(Exercise)
Give the material below again with "instance" replaced by "occurrence" everywhere it occurs, changing nothing else. Leave out the pictures.

:::

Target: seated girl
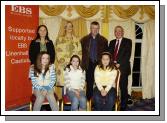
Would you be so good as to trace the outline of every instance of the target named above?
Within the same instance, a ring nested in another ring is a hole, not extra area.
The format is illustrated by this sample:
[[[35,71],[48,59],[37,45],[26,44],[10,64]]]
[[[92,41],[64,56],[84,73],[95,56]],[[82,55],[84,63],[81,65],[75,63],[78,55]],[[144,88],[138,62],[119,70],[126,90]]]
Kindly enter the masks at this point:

:::

(Exercise response)
Target: seated girl
Would you be so good as to trace the outline of every occurrence of the target named above?
Within the same occurrence, a ring nested in another ring is a hole, not extra area.
The format is illustrated by this sample:
[[[35,71],[48,59],[37,45],[26,44],[10,64]]]
[[[92,41],[64,56],[84,73],[95,56]],[[82,55],[84,63],[81,65],[75,63],[78,55]],[[144,88],[138,62],[119,70],[126,90]]]
Kindly enter the masks at this point:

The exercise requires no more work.